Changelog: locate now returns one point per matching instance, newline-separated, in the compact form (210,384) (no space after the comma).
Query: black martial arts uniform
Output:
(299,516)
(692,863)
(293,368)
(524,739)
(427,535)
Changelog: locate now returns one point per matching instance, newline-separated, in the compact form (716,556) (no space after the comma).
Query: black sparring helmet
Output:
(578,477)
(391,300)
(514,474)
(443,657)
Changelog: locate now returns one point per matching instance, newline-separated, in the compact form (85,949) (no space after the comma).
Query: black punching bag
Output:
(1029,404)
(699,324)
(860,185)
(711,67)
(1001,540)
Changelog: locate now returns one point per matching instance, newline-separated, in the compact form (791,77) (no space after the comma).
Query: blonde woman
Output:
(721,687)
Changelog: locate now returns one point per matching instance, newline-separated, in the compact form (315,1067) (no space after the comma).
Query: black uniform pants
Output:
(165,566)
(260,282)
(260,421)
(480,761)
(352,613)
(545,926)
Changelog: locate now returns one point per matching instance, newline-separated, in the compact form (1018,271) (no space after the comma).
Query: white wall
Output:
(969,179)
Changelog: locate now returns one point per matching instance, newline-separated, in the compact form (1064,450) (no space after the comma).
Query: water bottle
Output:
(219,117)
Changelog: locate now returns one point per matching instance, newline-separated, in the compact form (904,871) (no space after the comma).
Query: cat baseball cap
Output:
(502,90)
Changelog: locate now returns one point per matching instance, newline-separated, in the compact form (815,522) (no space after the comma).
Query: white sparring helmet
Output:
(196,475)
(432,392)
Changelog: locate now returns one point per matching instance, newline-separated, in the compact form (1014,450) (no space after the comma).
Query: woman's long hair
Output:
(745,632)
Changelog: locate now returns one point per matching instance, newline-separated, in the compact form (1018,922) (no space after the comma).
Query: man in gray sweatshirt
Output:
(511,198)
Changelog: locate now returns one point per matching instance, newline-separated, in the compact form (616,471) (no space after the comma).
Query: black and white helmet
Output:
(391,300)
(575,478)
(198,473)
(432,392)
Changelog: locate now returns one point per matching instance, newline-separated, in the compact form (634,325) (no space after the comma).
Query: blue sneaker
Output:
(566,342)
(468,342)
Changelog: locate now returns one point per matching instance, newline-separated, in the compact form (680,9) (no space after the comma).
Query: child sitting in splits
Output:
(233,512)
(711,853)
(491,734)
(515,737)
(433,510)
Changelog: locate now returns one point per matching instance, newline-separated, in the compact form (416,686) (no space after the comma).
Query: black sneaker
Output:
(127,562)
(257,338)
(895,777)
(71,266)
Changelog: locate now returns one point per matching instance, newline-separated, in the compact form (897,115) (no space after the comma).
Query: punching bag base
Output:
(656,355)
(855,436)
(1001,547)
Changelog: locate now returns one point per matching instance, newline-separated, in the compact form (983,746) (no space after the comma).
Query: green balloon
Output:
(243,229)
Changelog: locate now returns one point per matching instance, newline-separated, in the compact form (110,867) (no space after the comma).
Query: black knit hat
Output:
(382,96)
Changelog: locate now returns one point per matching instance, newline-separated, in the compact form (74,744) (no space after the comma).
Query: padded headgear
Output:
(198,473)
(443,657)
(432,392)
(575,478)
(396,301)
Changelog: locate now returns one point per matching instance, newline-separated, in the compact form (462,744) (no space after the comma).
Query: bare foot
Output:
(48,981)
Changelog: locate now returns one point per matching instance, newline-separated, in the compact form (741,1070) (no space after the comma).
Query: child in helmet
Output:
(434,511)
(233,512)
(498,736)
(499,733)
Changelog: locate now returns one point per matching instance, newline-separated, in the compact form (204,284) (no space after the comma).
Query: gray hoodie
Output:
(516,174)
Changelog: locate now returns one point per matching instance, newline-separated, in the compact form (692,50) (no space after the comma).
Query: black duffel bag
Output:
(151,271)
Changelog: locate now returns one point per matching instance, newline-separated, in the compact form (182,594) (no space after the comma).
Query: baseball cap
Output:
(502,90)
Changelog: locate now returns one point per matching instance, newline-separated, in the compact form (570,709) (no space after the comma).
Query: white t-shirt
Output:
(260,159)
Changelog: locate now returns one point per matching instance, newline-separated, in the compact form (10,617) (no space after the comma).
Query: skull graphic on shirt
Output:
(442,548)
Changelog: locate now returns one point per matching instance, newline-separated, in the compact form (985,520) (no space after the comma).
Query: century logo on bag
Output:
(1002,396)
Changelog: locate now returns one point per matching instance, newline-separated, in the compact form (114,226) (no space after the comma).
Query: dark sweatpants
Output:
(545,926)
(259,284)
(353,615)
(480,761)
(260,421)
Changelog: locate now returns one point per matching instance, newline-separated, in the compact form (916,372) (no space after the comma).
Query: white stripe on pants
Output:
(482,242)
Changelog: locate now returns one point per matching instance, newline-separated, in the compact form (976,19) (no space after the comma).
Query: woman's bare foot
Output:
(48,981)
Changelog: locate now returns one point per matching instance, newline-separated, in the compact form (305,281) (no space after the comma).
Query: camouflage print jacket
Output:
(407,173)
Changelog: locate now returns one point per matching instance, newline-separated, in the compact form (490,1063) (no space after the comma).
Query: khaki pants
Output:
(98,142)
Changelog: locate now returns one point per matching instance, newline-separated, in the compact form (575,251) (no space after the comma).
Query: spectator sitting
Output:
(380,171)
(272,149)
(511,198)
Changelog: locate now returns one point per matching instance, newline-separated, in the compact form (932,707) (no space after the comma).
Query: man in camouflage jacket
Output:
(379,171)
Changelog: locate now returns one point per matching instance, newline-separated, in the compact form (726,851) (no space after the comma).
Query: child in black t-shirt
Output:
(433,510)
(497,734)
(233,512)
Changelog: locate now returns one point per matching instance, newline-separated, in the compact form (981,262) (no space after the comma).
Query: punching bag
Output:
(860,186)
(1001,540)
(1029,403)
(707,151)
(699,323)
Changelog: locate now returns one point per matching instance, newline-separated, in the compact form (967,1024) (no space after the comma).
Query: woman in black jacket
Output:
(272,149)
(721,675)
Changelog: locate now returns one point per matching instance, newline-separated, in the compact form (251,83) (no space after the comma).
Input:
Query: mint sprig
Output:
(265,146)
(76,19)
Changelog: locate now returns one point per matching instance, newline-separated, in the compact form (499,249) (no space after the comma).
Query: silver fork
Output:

•••

** TO BE DONE **
Revise the data above by changing every "Changelog" to "Release note", and leave everything else as it is.

** ANSWER TO THE EXERCISE **
Release note: locate now returns one point per matching instance, newline-separated, in the compact form (210,384) (no space after the comma).
Query: black martial arts uniform
Output:
(299,516)
(692,863)
(293,368)
(524,739)
(427,535)
Release note: locate now returns one point per matching instance, newline-separated, in the compact form (716,556) (no space after the comma).
Query: black sparring helmet
Output:
(578,477)
(391,300)
(514,474)
(443,657)
Release note: locate now returns one point per matching instance, newline-separated, in the compact form (85,949) (no space after the comma).
Query: black punching bag
Output:
(1029,404)
(699,324)
(860,185)
(711,67)
(1001,540)
Release note: locate now returns one point per matching instance, newline-separated, in the compact form (791,77) (no space after the comma).
Query: blonde woman
Output:
(721,687)
Release note: locate now returns one point per matching instance, newline-separated, in the compact form (315,1067) (no space after the comma).
Query: black uniform pants
Output:
(165,566)
(260,282)
(260,421)
(480,761)
(352,613)
(545,926)
Release note: locate now returns one point per matching instance, newline-separated, in the compact form (1018,271) (no space after the comma).
Query: white wall
Output:
(969,179)
Release note: locate now returns one point per matching instance, newline-separated, in the compact form (1064,450) (no space after the comma).
Query: water bottle
Output:
(219,117)
Release note: locate now returns one point per matching instance, newline-separated, in the compact form (904,871) (no space after the comma).
Query: cat baseball cap
Output:
(502,90)
Release note: locate now returns one point per matching instance, newline-separated, in the compact form (815,522) (no space after the comma).
Query: white sparring helmet
Output:
(196,475)
(432,392)
Release note: locate now returns one point per matching instance, newline-separated, in the compact form (1014,450) (no space after the comma).
Query: woman's long hair
Output:
(745,632)
Release note: locate now returns one point per matching instance, newline-separated, in the compact form (1018,922) (no space after the comma).
Query: man in gray sweatshirt
Output:
(511,198)
Release note: locate now returns one point per matching instance, newline-separated, in the compact form (616,471) (no space after the comma).
Query: black and white helmet
Output:
(391,300)
(575,478)
(198,473)
(432,392)
Release note: locate now returns one point per matching instance, newline-separated, in the compact form (634,325) (no space after the comma).
Query: blue sneaker
Output:
(566,342)
(468,342)
Release note: locate now returns one point per matching instance, newline-separated, in the compact form (680,9) (no space after the comma).
Query: child sitting in splits
Output:
(233,512)
(711,853)
(491,734)
(515,737)
(433,510)
Release note: locate now returns one point per matching instance, newline-separated, in the compact form (416,686) (no space after the comma).
Query: black sneaker
Output:
(127,562)
(257,338)
(895,777)
(71,266)
Release note: locate now returns one point per matching instance, newline-separated, in the compact form (897,115) (no space after the comma).
Query: punching bag base
Output:
(656,355)
(855,436)
(1001,547)
Release note: locate now returns one point per matching instance, newline-separated, in the compact form (983,746) (no space after the comma).
Query: green balloon
Output:
(243,229)
Release note: locate now returns one point per matching instance, newline-separated, in the compact form (110,867) (no space after the comma).
Query: black knit hat
Output:
(382,96)
Release note: locate now returns one point per matching instance, newline-separated, in the compact form (74,744) (no space after the comma).
Query: padded headgear
Output:
(198,473)
(443,657)
(432,392)
(575,478)
(396,301)
Release note: locate now returns one point per matching instance, newline-separated, in the compact form (462,744) (no space after the comma).
Query: bare foot
Output:
(48,981)
Release note: locate now returns one point per matching instance, newline-separated, in the compact form (741,1070) (no space after the comma).
Query: child in helmet
Output:
(434,511)
(233,512)
(498,736)
(499,733)
Release note: locate now returns one point per matching instance, newline-separated, in the compact form (204,284) (no space after the comma).
Query: gray hoodie
Output:
(516,174)
Release note: locate now returns one point per matching instance, newline-separated, in the compact form (692,50) (no space after the comma).
Query: black duffel bag
Output:
(151,271)
Release note: locate now returns one point per matching instance, newline-separated, in the compact form (182,594) (no space after the comma).
Query: baseball cap
Output:
(502,90)
Release note: locate now returns one point per matching instance, newline-separated, in the compact form (570,709) (no space after the comma).
Query: white t-shirt
Output:
(260,159)
Release note: locate now returns one point per matching instance, newline-separated, in the compact form (10,617) (no space after the comma).
Query: skull graphic on shirt
Output:
(442,548)
Release note: locate now returns one point per matching instance, newline-separated, in the compact form (985,520) (no space after the comma).
Query: century logo on bag
Output:
(1002,396)
Release note: locate now returns one point per matching instance, newline-separated, in the compact form (114,226) (no space after the comma).
Query: dark sweatpants
Output:
(545,926)
(259,284)
(353,615)
(480,761)
(260,421)
Release note: locate now returns one point per matching instance, newline-separated, in the compact form (916,372) (no space after the comma).
Query: white stripe on pants
Output:
(482,242)
Release note: locate now returns one point per matching instance, newline-separated, in the compact form (976,19) (no space after the comma).
Query: woman's bare foot
Output:
(48,981)
Release note: locate now returns one point per matching instance, newline-separated, in the compact form (305,281) (no space after the comma).
Query: camouflage print jacket
Output:
(407,173)
Release note: locate now returns one point per matching instance, newline-separated, in the compact form (490,1063) (no space after the comma).
Query: khaki pants
Output:
(98,142)
Release note: locate now returns one point per matching instance, newline-separated, in the compact form (575,251) (no space after the comma).
Query: spectator sitting
Output:
(380,171)
(272,149)
(511,198)
Release note: locate now returns one point per matching instance, newline-separated, in the compact form (932,707) (no space after the comma).
Query: man in camouflage jacket
Output:
(379,171)
Release note: locate now returns one point per matching instance, newline-separated, in the compact form (726,851) (no space after the comma).
Query: child in black t-shirt
Output:
(433,510)
(497,734)
(233,512)
Release note: locate now returns one point per matching instance, newline-separated, in the compact form (981,262) (no space after the comma).
Query: punching bag
Output:
(860,186)
(1001,540)
(1029,403)
(707,151)
(699,323)
Release note: locate now returns one point per matching instance, newline-separated, in the compact form (967,1024) (no space after the comma).
Query: woman in black jacket
Output:
(272,149)
(721,675)
Release note: locate now returns one point per matching instance, newline-separated, in the compact form (251,83) (no space after the comma).
Input:
Query: mint sprig
Output:
(265,146)
(76,19)
Release note: locate now returns one point per matching instance, newline-separated, in the compact form (499,249) (no space after the comma).
Query: silver fork
Output:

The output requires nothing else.